> **What you have to do**: Please filter the data below down to the lines holding the string "helmet".

> **Extracted records**:
'''

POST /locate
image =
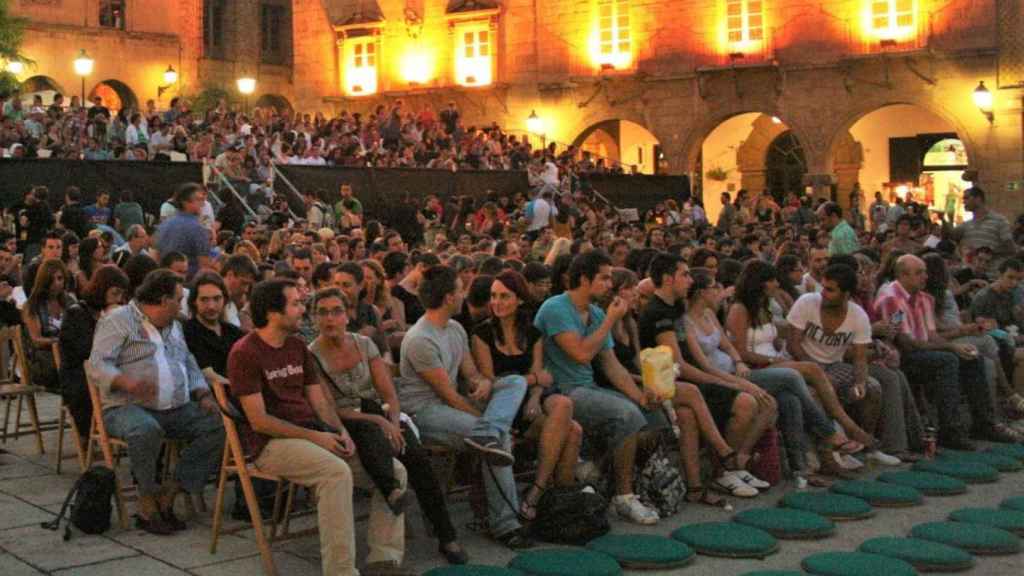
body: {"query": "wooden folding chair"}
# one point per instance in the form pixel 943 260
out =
pixel 235 462
pixel 114 449
pixel 67 421
pixel 15 385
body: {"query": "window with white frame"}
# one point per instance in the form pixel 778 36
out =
pixel 892 17
pixel 360 66
pixel 614 43
pixel 474 52
pixel 744 22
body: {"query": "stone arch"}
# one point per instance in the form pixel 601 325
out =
pixel 117 95
pixel 275 101
pixel 41 84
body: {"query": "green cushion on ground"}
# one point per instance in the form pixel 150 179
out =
pixel 969 471
pixel 834 506
pixel 1015 503
pixel 786 523
pixel 927 483
pixel 974 538
pixel 472 570
pixel 923 554
pixel 643 550
pixel 1012 521
pixel 1000 462
pixel 855 564
pixel 574 562
pixel 879 493
pixel 1012 450
pixel 727 539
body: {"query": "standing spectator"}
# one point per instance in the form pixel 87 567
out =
pixel 183 233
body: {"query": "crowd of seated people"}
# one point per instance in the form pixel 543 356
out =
pixel 348 348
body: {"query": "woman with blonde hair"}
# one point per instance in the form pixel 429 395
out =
pixel 558 247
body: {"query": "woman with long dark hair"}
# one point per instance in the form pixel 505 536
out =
pixel 509 343
pixel 108 289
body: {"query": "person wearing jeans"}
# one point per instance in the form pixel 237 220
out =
pixel 434 355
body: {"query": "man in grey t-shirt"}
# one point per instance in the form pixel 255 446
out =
pixel 434 354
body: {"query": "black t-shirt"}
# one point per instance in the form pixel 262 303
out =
pixel 414 310
pixel 504 364
pixel 658 317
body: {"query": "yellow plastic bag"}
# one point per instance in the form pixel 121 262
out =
pixel 658 371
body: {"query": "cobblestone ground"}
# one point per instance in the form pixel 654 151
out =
pixel 31 492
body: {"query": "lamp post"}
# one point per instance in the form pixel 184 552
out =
pixel 247 85
pixel 83 68
pixel 983 99
pixel 170 79
pixel 535 125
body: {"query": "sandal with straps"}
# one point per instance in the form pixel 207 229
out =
pixel 700 495
pixel 527 508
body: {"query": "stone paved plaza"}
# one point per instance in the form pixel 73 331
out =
pixel 31 492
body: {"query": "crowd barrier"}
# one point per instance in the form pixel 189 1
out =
pixel 379 190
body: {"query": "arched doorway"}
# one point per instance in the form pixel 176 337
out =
pixel 117 95
pixel 625 144
pixel 909 152
pixel 784 166
pixel 733 157
pixel 275 101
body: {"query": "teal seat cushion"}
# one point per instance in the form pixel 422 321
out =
pixel 1000 462
pixel 727 539
pixel 927 483
pixel 472 570
pixel 787 523
pixel 1011 521
pixel 1015 503
pixel 923 554
pixel 1012 450
pixel 879 493
pixel 643 550
pixel 855 564
pixel 974 538
pixel 834 506
pixel 969 471
pixel 562 562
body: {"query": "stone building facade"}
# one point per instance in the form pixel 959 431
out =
pixel 679 68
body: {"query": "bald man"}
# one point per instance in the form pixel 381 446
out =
pixel 942 368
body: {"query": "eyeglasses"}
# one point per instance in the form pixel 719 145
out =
pixel 335 313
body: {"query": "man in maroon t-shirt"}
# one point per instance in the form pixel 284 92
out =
pixel 295 433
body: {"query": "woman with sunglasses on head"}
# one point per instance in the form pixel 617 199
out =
pixel 366 399
pixel 509 343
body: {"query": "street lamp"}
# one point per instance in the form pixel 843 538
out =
pixel 83 68
pixel 170 79
pixel 983 99
pixel 247 85
pixel 535 125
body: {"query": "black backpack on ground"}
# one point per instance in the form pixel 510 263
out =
pixel 90 503
pixel 570 515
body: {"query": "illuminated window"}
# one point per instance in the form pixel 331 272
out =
pixel 613 43
pixel 474 48
pixel 891 17
pixel 744 21
pixel 360 66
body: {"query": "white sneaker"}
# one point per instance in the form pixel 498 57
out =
pixel 752 480
pixel 883 458
pixel 630 507
pixel 730 483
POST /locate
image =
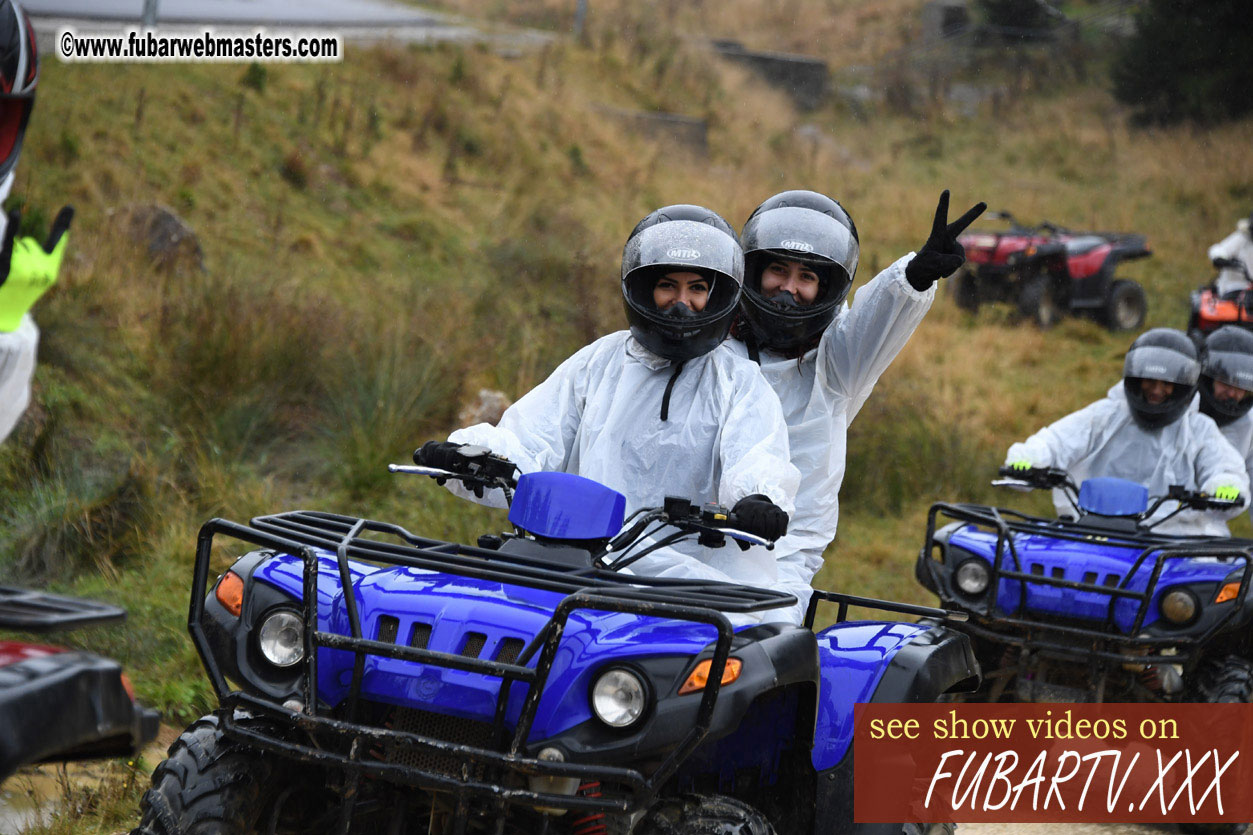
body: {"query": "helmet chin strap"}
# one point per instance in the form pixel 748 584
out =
pixel 785 300
pixel 679 310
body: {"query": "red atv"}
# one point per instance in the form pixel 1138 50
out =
pixel 1048 271
pixel 1211 310
pixel 55 703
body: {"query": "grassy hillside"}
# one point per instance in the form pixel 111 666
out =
pixel 386 236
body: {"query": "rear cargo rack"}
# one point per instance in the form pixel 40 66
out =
pixel 30 611
pixel 346 744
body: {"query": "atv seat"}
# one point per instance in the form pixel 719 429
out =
pixel 1083 245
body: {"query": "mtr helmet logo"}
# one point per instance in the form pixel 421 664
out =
pixel 683 255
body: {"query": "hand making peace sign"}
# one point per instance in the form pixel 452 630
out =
pixel 941 255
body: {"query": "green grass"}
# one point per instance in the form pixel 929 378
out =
pixel 384 237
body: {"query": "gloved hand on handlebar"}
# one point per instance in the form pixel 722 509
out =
pixel 1227 493
pixel 441 455
pixel 758 515
pixel 941 255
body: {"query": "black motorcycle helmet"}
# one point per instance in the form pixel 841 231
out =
pixel 682 238
pixel 1160 354
pixel 19 74
pixel 810 228
pixel 1228 359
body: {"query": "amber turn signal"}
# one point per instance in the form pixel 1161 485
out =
pixel 229 593
pixel 1228 592
pixel 699 676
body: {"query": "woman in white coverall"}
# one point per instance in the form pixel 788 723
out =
pixel 662 409
pixel 1231 255
pixel 1145 431
pixel 26 268
pixel 1227 389
pixel 820 355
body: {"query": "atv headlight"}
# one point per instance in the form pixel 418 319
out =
pixel 618 697
pixel 282 638
pixel 1179 606
pixel 972 576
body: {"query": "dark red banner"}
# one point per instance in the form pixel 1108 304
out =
pixel 1053 762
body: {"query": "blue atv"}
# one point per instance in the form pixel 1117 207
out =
pixel 1098 607
pixel 377 681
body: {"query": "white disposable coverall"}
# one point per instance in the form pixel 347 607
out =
pixel 598 415
pixel 1103 439
pixel 821 395
pixel 16 352
pixel 1238 245
pixel 1239 434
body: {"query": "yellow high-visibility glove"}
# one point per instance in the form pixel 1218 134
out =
pixel 28 268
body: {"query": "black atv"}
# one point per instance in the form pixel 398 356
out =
pixel 60 705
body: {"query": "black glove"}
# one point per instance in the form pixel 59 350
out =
pixel 758 515
pixel 442 455
pixel 941 255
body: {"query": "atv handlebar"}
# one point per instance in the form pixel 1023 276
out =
pixel 1198 500
pixel 485 470
pixel 1035 478
pixel 1048 478
pixel 711 523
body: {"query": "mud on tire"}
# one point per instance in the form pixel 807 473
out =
pixel 207 785
pixel 703 815
pixel 1224 681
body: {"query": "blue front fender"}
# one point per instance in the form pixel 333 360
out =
pixel 882 661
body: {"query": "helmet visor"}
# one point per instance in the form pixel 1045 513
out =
pixel 805 236
pixel 1160 362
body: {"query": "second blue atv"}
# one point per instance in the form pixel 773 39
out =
pixel 377 681
pixel 1100 607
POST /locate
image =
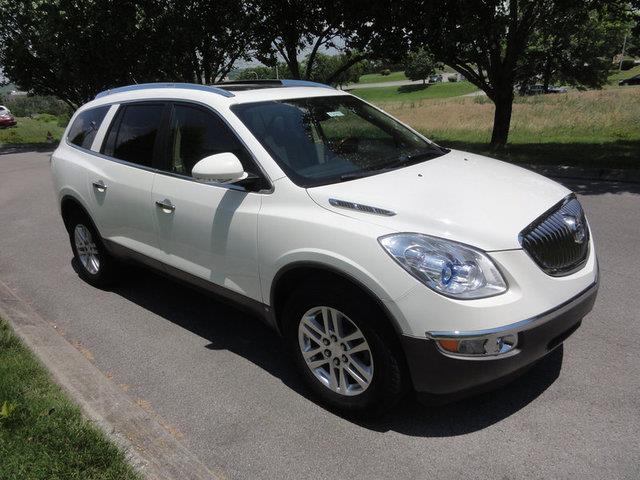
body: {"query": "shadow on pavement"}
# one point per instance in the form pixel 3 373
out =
pixel 598 187
pixel 227 328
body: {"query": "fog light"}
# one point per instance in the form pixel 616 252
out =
pixel 479 346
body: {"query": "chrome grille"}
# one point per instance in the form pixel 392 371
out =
pixel 558 241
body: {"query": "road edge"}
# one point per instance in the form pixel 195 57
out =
pixel 151 449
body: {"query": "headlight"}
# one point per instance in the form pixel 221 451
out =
pixel 450 268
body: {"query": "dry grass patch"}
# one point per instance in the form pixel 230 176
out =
pixel 591 117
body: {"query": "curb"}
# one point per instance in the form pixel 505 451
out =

'''

> **Solution to this problem**:
body: {"query": "helmet chin strap"}
body: {"query": "mtr helmet logo"}
body: {"query": "black motorcycle helmet"}
body: {"query": "helmet visor"}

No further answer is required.